____ Kutipan Halaman
Ambil contoh, Direktur Jenderal Organisasi Kesehatan Dunia Tedros Adhanom Ghebreyesus mengapresiasi Indonesia yang berupaya menangani pandemi Covid-19 dengan bergabung dalam Access to COVID-19 Tools Accelerator ACT-Accelerator Facilitation Council dan mendukung fasilitas yang disebut COVAX atau mekanisme yang dirancang WHO agar menjamin ketersediaan vaksin Covid-19 untuk seluruh dunia secara cepat, adil, dan setimpal.
Lebih dari 75 negara yang tergabung di dalamnya bakal membiayai vaksin dari anggaran keuangan masing-masing untuk diberikan kepada 90 negara berpenghasilan rendah dari COVAX Advance Market Commitment (AMC).
Akhirnya sebagai upaya solusi dan langkah antisipatif terkait penemuan, ketersediaan, dan penggunaan vaksin buat Covid-19 hemat saya ada sejumlah catatan yang perlu diingat secara sungguh-sungguh. Pertama, negara mesti tetap berusaha keras dan mengedepankan prinsip kedaulatan vaksin dengan cara terutama menggunakan bahan virus yang telah dilemahkan di dalam negeri. Langkah seperti upaya menemukan dan memproduksi Vaksin Merah Putih tentu patut mendapat apresiasi.
________
▸ Tugas 1
Dalam kutipan tentang vaksin Covid-19, COVAX dirancang untuk menjamin ketersediaan vaksin bagi seluruh dunia dengan sifat tertentu. Sebutkan semua sifat itu.
▸ Tugas 2
Sambung kutipan tentang vaksin Covid-19 mulai sesudah kalimat terakhirnya.
____ Data Masukan
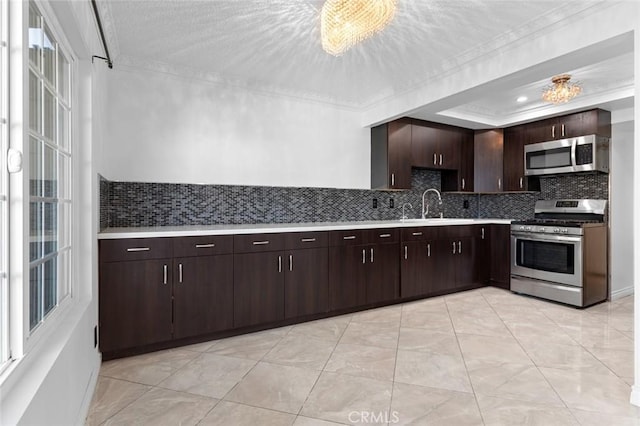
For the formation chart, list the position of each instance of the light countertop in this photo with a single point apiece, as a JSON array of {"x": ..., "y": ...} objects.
[{"x": 197, "y": 230}]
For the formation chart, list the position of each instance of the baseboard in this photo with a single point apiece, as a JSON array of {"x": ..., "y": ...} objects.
[
  {"x": 635, "y": 395},
  {"x": 621, "y": 292},
  {"x": 88, "y": 395}
]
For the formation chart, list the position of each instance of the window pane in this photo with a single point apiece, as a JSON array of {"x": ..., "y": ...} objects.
[
  {"x": 35, "y": 37},
  {"x": 63, "y": 127},
  {"x": 36, "y": 231},
  {"x": 63, "y": 76},
  {"x": 49, "y": 57},
  {"x": 50, "y": 235},
  {"x": 35, "y": 103},
  {"x": 35, "y": 296},
  {"x": 50, "y": 285},
  {"x": 50, "y": 119},
  {"x": 50, "y": 173},
  {"x": 35, "y": 167}
]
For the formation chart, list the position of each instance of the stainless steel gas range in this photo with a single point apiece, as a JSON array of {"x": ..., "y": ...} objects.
[{"x": 561, "y": 254}]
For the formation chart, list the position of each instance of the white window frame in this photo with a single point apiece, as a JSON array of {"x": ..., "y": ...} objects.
[
  {"x": 22, "y": 339},
  {"x": 5, "y": 349}
]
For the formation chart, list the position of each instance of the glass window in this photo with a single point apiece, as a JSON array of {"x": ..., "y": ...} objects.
[{"x": 50, "y": 163}]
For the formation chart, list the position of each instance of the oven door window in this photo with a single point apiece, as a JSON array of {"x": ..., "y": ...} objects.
[
  {"x": 547, "y": 256},
  {"x": 549, "y": 158}
]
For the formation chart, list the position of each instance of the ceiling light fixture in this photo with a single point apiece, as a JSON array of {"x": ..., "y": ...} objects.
[
  {"x": 344, "y": 23},
  {"x": 562, "y": 90}
]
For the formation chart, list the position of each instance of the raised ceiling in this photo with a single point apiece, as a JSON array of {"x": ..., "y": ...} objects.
[{"x": 274, "y": 46}]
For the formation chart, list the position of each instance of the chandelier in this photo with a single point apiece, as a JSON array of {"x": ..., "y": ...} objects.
[
  {"x": 344, "y": 23},
  {"x": 561, "y": 91}
]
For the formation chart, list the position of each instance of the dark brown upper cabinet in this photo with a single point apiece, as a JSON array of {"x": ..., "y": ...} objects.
[
  {"x": 595, "y": 121},
  {"x": 488, "y": 152},
  {"x": 391, "y": 155}
]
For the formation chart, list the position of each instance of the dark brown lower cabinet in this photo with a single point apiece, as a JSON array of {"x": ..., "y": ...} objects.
[
  {"x": 500, "y": 254},
  {"x": 347, "y": 277},
  {"x": 202, "y": 295},
  {"x": 258, "y": 295},
  {"x": 135, "y": 303},
  {"x": 306, "y": 282}
]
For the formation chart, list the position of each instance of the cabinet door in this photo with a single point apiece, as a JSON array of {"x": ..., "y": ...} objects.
[
  {"x": 202, "y": 295},
  {"x": 416, "y": 269},
  {"x": 488, "y": 146},
  {"x": 135, "y": 303},
  {"x": 258, "y": 288},
  {"x": 383, "y": 273},
  {"x": 306, "y": 284},
  {"x": 513, "y": 159},
  {"x": 424, "y": 146},
  {"x": 501, "y": 255},
  {"x": 347, "y": 277},
  {"x": 399, "y": 155}
]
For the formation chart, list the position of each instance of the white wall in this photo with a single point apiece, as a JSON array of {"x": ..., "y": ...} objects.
[
  {"x": 164, "y": 128},
  {"x": 621, "y": 218}
]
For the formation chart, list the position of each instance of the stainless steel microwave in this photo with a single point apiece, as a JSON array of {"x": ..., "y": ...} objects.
[{"x": 581, "y": 154}]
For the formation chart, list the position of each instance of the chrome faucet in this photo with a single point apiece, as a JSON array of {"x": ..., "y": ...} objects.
[
  {"x": 426, "y": 211},
  {"x": 403, "y": 215}
]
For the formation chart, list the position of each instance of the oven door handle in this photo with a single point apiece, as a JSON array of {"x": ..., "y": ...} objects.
[{"x": 547, "y": 237}]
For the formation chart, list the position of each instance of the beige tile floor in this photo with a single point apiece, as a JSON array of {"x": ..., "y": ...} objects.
[{"x": 485, "y": 356}]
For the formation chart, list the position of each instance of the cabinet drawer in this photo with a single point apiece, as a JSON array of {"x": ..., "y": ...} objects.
[
  {"x": 302, "y": 240},
  {"x": 420, "y": 234},
  {"x": 253, "y": 243},
  {"x": 349, "y": 237},
  {"x": 202, "y": 245},
  {"x": 381, "y": 236},
  {"x": 135, "y": 249}
]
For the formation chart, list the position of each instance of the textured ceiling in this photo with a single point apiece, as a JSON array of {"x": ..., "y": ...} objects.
[{"x": 275, "y": 45}]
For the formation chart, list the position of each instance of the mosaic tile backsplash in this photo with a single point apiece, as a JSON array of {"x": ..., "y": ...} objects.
[{"x": 135, "y": 204}]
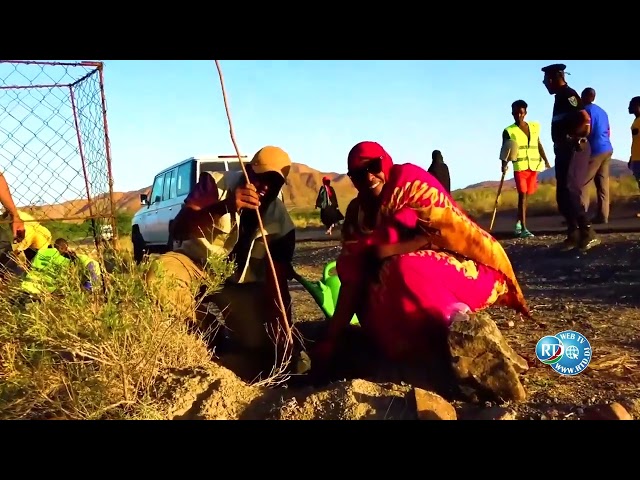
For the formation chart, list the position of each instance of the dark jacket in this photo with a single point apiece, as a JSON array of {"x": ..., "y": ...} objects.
[{"x": 440, "y": 170}]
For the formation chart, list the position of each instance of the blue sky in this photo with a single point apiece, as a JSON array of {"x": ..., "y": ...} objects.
[{"x": 161, "y": 112}]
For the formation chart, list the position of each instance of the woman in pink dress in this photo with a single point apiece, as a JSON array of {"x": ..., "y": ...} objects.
[{"x": 412, "y": 262}]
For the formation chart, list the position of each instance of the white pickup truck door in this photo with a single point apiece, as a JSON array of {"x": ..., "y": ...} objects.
[{"x": 148, "y": 217}]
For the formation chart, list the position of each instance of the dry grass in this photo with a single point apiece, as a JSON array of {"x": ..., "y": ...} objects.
[
  {"x": 479, "y": 201},
  {"x": 77, "y": 355}
]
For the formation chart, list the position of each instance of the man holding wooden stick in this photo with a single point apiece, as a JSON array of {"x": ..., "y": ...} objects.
[{"x": 219, "y": 218}]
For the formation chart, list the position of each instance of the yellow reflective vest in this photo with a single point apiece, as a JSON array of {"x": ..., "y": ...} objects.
[{"x": 528, "y": 150}]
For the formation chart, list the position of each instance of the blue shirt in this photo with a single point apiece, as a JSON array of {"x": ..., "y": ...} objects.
[{"x": 600, "y": 130}]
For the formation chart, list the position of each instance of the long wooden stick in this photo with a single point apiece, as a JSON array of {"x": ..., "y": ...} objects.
[{"x": 260, "y": 224}]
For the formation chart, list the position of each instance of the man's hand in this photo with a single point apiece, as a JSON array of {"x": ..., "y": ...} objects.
[
  {"x": 245, "y": 197},
  {"x": 17, "y": 225}
]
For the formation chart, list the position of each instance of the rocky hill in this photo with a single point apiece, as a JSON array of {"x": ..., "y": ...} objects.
[
  {"x": 618, "y": 169},
  {"x": 299, "y": 193}
]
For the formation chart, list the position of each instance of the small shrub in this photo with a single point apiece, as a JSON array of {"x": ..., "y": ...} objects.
[{"x": 79, "y": 355}]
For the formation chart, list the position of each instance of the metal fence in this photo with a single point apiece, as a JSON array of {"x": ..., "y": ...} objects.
[{"x": 55, "y": 149}]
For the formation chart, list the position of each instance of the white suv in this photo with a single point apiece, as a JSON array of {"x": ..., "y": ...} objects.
[{"x": 152, "y": 223}]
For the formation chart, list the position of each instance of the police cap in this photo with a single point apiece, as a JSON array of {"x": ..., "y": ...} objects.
[{"x": 555, "y": 68}]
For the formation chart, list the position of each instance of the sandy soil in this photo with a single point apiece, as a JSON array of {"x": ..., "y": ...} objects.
[{"x": 596, "y": 294}]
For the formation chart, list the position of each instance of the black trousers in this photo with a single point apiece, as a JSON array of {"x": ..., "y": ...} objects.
[{"x": 572, "y": 168}]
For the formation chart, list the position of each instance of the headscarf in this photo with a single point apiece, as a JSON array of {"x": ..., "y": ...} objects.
[
  {"x": 326, "y": 183},
  {"x": 368, "y": 151}
]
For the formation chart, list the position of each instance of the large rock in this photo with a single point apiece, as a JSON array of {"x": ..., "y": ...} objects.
[
  {"x": 431, "y": 406},
  {"x": 483, "y": 359},
  {"x": 613, "y": 411}
]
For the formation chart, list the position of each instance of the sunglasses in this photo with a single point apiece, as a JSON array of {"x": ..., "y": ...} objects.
[{"x": 372, "y": 166}]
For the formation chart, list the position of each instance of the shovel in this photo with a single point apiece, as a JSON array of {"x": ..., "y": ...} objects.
[
  {"x": 508, "y": 153},
  {"x": 325, "y": 291}
]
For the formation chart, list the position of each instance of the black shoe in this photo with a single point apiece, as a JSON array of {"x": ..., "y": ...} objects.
[
  {"x": 588, "y": 240},
  {"x": 571, "y": 242}
]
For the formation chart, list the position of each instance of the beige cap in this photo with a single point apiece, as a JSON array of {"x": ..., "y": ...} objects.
[{"x": 271, "y": 159}]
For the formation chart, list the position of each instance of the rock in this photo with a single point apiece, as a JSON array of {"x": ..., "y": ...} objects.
[
  {"x": 495, "y": 413},
  {"x": 431, "y": 406},
  {"x": 482, "y": 357},
  {"x": 613, "y": 411}
]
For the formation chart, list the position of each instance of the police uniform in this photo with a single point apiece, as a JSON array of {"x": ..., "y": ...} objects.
[{"x": 572, "y": 162}]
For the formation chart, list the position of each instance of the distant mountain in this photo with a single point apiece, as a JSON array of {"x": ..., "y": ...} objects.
[
  {"x": 300, "y": 192},
  {"x": 618, "y": 169}
]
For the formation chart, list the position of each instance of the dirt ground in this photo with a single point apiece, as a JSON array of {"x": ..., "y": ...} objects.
[{"x": 596, "y": 294}]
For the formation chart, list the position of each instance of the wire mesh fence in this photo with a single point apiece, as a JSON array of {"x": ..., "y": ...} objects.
[{"x": 54, "y": 149}]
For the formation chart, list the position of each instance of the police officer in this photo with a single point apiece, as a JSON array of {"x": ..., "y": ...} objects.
[{"x": 570, "y": 127}]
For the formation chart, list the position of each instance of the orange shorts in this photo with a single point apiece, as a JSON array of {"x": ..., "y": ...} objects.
[{"x": 526, "y": 181}]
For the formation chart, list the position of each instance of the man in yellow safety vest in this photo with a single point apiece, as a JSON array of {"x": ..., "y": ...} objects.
[{"x": 531, "y": 160}]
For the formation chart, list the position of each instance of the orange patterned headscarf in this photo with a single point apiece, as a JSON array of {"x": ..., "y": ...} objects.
[{"x": 413, "y": 198}]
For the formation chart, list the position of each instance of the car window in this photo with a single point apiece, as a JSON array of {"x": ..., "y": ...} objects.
[
  {"x": 185, "y": 173},
  {"x": 170, "y": 184},
  {"x": 212, "y": 167},
  {"x": 156, "y": 191},
  {"x": 234, "y": 166}
]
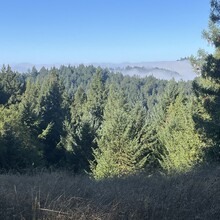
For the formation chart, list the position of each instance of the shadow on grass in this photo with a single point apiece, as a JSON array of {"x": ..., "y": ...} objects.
[{"x": 59, "y": 195}]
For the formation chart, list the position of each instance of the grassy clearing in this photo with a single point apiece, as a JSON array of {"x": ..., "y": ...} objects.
[{"x": 194, "y": 195}]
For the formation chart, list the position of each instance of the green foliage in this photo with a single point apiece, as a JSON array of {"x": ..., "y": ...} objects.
[
  {"x": 118, "y": 139},
  {"x": 207, "y": 88},
  {"x": 183, "y": 146}
]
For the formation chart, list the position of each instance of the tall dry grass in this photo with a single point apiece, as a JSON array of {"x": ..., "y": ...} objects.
[{"x": 194, "y": 195}]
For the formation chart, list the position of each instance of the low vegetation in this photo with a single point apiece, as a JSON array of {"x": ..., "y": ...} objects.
[{"x": 193, "y": 195}]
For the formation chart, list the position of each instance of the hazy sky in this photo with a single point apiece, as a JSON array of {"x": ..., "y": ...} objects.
[{"x": 73, "y": 31}]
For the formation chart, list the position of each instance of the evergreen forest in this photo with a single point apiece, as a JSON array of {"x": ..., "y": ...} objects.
[
  {"x": 83, "y": 142},
  {"x": 87, "y": 119}
]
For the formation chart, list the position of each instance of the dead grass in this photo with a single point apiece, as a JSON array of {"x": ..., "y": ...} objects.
[{"x": 194, "y": 195}]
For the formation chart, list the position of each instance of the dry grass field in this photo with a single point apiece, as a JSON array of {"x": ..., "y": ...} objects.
[{"x": 60, "y": 195}]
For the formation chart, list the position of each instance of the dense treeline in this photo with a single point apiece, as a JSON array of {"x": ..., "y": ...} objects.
[{"x": 89, "y": 119}]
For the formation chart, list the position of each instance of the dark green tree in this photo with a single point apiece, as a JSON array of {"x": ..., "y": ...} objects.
[
  {"x": 207, "y": 86},
  {"x": 119, "y": 147}
]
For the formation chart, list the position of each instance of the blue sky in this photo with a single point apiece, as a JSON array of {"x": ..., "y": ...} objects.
[{"x": 84, "y": 31}]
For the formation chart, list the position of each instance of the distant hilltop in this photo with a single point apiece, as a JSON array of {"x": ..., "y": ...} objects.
[{"x": 178, "y": 70}]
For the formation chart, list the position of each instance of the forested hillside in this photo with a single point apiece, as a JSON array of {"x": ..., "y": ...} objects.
[{"x": 90, "y": 119}]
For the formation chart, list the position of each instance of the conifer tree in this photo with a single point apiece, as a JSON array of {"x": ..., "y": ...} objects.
[
  {"x": 207, "y": 86},
  {"x": 118, "y": 139},
  {"x": 182, "y": 144}
]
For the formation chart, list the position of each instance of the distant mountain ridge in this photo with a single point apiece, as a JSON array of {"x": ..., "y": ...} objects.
[{"x": 179, "y": 70}]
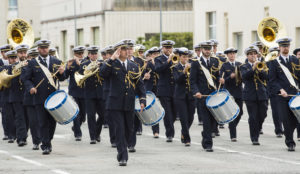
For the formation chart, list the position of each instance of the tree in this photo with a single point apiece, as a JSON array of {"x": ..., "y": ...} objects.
[{"x": 181, "y": 40}]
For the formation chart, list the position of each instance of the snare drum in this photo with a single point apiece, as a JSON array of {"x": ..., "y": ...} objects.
[
  {"x": 222, "y": 106},
  {"x": 62, "y": 107},
  {"x": 152, "y": 113},
  {"x": 294, "y": 105}
]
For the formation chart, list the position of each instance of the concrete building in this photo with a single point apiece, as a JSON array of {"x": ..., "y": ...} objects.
[
  {"x": 28, "y": 10},
  {"x": 104, "y": 22},
  {"x": 235, "y": 22}
]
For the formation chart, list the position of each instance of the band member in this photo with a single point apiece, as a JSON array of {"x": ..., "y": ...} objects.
[
  {"x": 233, "y": 84},
  {"x": 109, "y": 50},
  {"x": 4, "y": 61},
  {"x": 124, "y": 84},
  {"x": 254, "y": 92},
  {"x": 150, "y": 79},
  {"x": 93, "y": 94},
  {"x": 204, "y": 79},
  {"x": 283, "y": 78},
  {"x": 29, "y": 106},
  {"x": 273, "y": 101},
  {"x": 215, "y": 50},
  {"x": 166, "y": 86},
  {"x": 183, "y": 97},
  {"x": 16, "y": 95},
  {"x": 136, "y": 58},
  {"x": 297, "y": 54},
  {"x": 8, "y": 111},
  {"x": 52, "y": 52},
  {"x": 41, "y": 71},
  {"x": 76, "y": 91}
]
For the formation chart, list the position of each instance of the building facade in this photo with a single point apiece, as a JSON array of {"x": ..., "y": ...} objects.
[
  {"x": 235, "y": 22},
  {"x": 106, "y": 22}
]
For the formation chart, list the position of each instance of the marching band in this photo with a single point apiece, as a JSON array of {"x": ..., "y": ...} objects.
[{"x": 107, "y": 92}]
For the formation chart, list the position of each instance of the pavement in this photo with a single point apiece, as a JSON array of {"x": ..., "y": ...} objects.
[{"x": 155, "y": 156}]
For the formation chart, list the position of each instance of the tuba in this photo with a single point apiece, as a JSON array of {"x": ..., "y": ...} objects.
[
  {"x": 269, "y": 30},
  {"x": 20, "y": 32},
  {"x": 89, "y": 70}
]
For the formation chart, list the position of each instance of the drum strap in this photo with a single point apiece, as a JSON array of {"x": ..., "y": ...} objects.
[
  {"x": 288, "y": 74},
  {"x": 47, "y": 73},
  {"x": 207, "y": 75}
]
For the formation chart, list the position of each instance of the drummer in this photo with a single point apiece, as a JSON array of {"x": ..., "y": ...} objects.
[
  {"x": 183, "y": 97},
  {"x": 282, "y": 87},
  {"x": 203, "y": 82},
  {"x": 34, "y": 75},
  {"x": 254, "y": 92},
  {"x": 120, "y": 102},
  {"x": 233, "y": 84}
]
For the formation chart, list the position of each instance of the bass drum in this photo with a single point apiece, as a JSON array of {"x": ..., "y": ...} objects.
[
  {"x": 152, "y": 113},
  {"x": 62, "y": 107}
]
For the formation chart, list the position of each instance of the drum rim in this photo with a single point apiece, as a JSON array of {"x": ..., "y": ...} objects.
[
  {"x": 232, "y": 118},
  {"x": 154, "y": 123},
  {"x": 222, "y": 103},
  {"x": 149, "y": 106},
  {"x": 60, "y": 104},
  {"x": 71, "y": 119},
  {"x": 291, "y": 100}
]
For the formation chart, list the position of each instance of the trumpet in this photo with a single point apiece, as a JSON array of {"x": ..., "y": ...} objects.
[{"x": 89, "y": 70}]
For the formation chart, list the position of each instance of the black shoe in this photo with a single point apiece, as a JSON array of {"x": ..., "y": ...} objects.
[
  {"x": 35, "y": 147},
  {"x": 169, "y": 139},
  {"x": 291, "y": 148},
  {"x": 93, "y": 142},
  {"x": 255, "y": 143},
  {"x": 46, "y": 151},
  {"x": 123, "y": 163},
  {"x": 131, "y": 149},
  {"x": 98, "y": 139},
  {"x": 209, "y": 149},
  {"x": 261, "y": 132},
  {"x": 5, "y": 137},
  {"x": 22, "y": 143},
  {"x": 78, "y": 138}
]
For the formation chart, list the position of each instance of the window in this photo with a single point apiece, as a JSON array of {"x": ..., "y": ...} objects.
[
  {"x": 64, "y": 45},
  {"x": 238, "y": 42},
  {"x": 211, "y": 25},
  {"x": 254, "y": 36},
  {"x": 79, "y": 36},
  {"x": 297, "y": 37},
  {"x": 95, "y": 35},
  {"x": 13, "y": 8}
]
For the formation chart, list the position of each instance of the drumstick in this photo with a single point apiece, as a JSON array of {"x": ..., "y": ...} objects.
[
  {"x": 39, "y": 83},
  {"x": 220, "y": 84},
  {"x": 148, "y": 72}
]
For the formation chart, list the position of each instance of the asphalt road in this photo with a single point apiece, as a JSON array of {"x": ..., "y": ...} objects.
[{"x": 155, "y": 155}]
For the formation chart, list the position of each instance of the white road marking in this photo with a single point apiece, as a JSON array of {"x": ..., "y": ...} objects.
[
  {"x": 235, "y": 151},
  {"x": 20, "y": 158}
]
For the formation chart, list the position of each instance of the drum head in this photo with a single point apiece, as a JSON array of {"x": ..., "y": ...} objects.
[
  {"x": 55, "y": 99},
  {"x": 216, "y": 99},
  {"x": 295, "y": 102},
  {"x": 150, "y": 97}
]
________
▸ Jawaban 1
Cepat, adil, dan setimpal.

▸ Jawaban 2
Kedua, pendekatan atau prinsip ilmiah seperti wajib melalui beberapa tahap uji klinis sebelum vaksin disuntikkan. Mengapa? Sebab, pertimbangan utama keamanan bagi kesehatan manusia buat menghindari kejadian ikutan pasca imunisasi, sangat wajib dikedepankan. Ingat juga ada prinsip universal bahwa menyelamatkan maupun mengorbankan nyawa satu manusia, sama nilainya dengan ikhtiar menghargai seluruh manusia.
Ketiga, tidak kalah penting juga mesti dipenuhi agar sejumlah komponen bahan baku vaksin benar-benar berasal dari unsur-unsur yang harus dipastikan kadar kehalalannya. Mengingat mayoritas dari warga masyarakat pengguna vaksin nantinya sangat sensitif terhadap kehalalan sebuah produk. Maksudnya, bila vaksin sampai tak terjamin bahan kehalalannya dikhawatirkan bisa menjadi isu yang kontraproduktif.
Keempat, kita amat berharap pihak otoritas pemerintah atau negara tidak bersikap tergesa-gesa dan menyediakan ruang keterbukaan publik terkait penggunaan vaksin dan terutama dengan wajib benar-benar menimbang poin kedua.
Kelima, bertititik tolak dari poin kesatu, pihak pemerintah atau negara juga mesti ekstra waspada mengenai kemungkinan cukup besar adanya faktor bisnis besar yang tampaknya bisa bermain baik dari kalangan domestik dan apalagi dari faktor persaingan atau permainan pelaku bisnis global yang tergiur menambang cuan alias untung besar.
Keenam, sekali lagi kita mengingatkan penggunaan vaksin oleh warga masyarakat sebaiknya diusahakan benar agar pemerintah atau negara dapat menggratiskannnya.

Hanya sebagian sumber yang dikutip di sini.